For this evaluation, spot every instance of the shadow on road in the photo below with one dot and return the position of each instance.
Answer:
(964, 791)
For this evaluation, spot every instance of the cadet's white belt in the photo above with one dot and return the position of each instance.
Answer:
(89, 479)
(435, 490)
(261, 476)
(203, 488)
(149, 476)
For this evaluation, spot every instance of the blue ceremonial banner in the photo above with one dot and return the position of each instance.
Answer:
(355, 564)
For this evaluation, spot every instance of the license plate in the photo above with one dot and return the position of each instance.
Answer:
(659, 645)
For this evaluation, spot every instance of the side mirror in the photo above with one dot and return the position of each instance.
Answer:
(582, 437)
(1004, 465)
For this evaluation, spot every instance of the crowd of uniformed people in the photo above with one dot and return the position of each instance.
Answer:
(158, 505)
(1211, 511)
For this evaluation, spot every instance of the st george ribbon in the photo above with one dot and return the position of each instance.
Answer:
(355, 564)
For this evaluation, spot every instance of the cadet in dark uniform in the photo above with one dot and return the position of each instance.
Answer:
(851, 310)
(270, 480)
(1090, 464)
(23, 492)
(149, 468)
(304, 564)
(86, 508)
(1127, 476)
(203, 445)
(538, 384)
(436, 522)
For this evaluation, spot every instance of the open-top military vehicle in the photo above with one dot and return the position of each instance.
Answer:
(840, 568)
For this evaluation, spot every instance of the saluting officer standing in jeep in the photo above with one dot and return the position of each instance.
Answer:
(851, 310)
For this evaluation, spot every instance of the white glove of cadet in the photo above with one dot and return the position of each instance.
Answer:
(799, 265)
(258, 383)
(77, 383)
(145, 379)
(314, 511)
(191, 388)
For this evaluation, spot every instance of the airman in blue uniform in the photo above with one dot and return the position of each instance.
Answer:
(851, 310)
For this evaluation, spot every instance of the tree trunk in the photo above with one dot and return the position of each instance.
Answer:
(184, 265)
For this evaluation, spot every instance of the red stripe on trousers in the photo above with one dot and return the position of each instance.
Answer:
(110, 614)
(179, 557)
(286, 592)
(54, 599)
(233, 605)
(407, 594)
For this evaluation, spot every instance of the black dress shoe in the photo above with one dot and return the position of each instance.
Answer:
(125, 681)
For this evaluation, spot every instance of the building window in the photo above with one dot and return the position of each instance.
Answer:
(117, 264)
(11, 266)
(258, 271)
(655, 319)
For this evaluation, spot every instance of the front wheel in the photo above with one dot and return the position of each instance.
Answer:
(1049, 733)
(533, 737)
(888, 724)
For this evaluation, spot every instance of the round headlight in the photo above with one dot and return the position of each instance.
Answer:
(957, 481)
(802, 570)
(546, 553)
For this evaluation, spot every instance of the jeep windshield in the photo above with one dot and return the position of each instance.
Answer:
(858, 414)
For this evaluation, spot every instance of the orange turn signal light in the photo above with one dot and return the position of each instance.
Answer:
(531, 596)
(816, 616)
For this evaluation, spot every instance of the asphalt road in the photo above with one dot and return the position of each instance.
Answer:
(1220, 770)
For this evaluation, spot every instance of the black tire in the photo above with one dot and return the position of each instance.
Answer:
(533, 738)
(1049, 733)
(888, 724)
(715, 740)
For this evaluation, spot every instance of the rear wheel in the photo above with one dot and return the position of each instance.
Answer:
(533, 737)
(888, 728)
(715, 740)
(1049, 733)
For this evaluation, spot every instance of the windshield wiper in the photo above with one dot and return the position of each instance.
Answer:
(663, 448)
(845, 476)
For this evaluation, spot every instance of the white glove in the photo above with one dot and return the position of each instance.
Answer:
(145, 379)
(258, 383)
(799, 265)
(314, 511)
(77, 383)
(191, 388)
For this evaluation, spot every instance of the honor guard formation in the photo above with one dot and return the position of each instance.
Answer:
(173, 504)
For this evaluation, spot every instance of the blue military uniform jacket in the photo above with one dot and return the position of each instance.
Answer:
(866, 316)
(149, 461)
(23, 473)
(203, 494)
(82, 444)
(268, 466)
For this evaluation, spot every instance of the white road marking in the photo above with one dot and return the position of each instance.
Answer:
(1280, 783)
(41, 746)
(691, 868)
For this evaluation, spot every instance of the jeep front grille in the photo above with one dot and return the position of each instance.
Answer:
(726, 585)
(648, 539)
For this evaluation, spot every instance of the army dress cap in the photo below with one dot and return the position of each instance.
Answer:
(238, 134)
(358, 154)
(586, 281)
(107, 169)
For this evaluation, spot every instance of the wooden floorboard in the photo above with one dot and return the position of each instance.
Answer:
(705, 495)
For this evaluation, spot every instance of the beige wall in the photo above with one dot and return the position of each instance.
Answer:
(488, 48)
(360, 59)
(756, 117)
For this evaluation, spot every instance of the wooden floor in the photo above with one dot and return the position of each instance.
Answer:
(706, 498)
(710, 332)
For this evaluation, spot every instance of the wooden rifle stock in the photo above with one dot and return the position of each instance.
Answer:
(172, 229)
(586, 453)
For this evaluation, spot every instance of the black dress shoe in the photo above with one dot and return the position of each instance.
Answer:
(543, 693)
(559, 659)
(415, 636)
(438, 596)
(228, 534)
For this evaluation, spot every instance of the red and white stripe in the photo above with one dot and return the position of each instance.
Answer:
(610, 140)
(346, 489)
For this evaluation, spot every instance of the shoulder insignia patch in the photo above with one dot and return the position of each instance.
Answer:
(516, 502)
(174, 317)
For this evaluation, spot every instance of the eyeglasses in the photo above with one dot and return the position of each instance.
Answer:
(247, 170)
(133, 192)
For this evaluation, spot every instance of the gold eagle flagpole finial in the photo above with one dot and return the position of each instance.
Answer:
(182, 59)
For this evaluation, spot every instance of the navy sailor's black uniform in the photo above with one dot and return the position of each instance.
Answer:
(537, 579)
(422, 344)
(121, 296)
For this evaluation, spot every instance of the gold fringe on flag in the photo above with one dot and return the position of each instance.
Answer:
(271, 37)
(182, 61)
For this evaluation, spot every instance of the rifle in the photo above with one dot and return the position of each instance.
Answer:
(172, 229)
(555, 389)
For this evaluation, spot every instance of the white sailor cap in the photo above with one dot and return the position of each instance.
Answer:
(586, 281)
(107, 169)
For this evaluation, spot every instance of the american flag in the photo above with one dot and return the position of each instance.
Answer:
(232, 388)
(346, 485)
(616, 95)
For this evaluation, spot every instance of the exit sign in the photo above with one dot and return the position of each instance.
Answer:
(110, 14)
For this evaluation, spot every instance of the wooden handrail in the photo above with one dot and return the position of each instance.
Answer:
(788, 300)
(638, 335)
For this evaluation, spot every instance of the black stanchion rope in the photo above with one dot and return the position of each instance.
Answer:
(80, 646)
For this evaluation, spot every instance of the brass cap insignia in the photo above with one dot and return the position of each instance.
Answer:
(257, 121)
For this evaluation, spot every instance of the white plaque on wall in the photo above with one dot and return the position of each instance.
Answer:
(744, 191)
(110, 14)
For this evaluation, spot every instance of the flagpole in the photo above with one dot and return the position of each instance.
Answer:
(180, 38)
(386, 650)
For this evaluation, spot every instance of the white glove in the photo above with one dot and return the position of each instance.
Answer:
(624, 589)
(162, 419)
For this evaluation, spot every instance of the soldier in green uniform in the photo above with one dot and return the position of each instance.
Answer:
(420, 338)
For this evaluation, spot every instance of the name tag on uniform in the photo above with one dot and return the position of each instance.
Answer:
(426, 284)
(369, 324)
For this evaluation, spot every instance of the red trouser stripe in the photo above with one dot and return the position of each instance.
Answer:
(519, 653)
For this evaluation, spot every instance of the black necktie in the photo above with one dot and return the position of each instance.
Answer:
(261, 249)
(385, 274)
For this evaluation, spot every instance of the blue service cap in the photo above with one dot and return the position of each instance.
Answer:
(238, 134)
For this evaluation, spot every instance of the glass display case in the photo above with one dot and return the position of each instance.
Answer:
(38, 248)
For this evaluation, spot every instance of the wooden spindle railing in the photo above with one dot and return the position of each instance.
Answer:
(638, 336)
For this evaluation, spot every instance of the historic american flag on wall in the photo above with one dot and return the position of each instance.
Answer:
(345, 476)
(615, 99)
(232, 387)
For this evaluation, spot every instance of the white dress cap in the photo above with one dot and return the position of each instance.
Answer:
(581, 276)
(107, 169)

○ ○ ○ ○ ○ ○ ○

# SHORT TASK
Every line from the one containing "For this evaluation, spot every instance of the soldier" through the end of the data must be repeated exactly, and no other line.

# ANSWER TO THIS EXERCISE
For this evaluation, spot every instance of the soldier in green uniform in the photo above with one dot and return the position of each instance.
Answer:
(420, 338)
For this evaluation, spot every instance of the name tag on uniform in the photo above with one dot and return the position of each instance.
Answer:
(426, 284)
(369, 324)
For this evaluation, spot every instance of the red trouser stripe in the photo above with one dot and return the position of each instance.
Answer:
(519, 653)
For this evaluation, spot every instance of the black necktie in the photo above with one dot and return the position of each instance.
Answer:
(261, 249)
(385, 274)
For this evaluation, spot every instance of the blue service cap in the photo above with one dot and return the position of each instance.
Answer:
(238, 134)
For this evaluation, spot every instance of the glass display case in the photo above with one dot and return the position of each instance.
Answer:
(38, 248)
For this evaluation, spot every instance of the wooden spindle railing in the photo above with one dot and return the position of each instance.
Answer:
(638, 336)
For this evaluation, spot every instance of the historic american flag on wall in the photo above with one dot and return the position of each instance.
Answer:
(345, 476)
(615, 99)
(232, 387)
For this evaluation, spot every instance of the white dress cap in the photo above with one dot and return the position of each instance.
Answer:
(581, 276)
(107, 169)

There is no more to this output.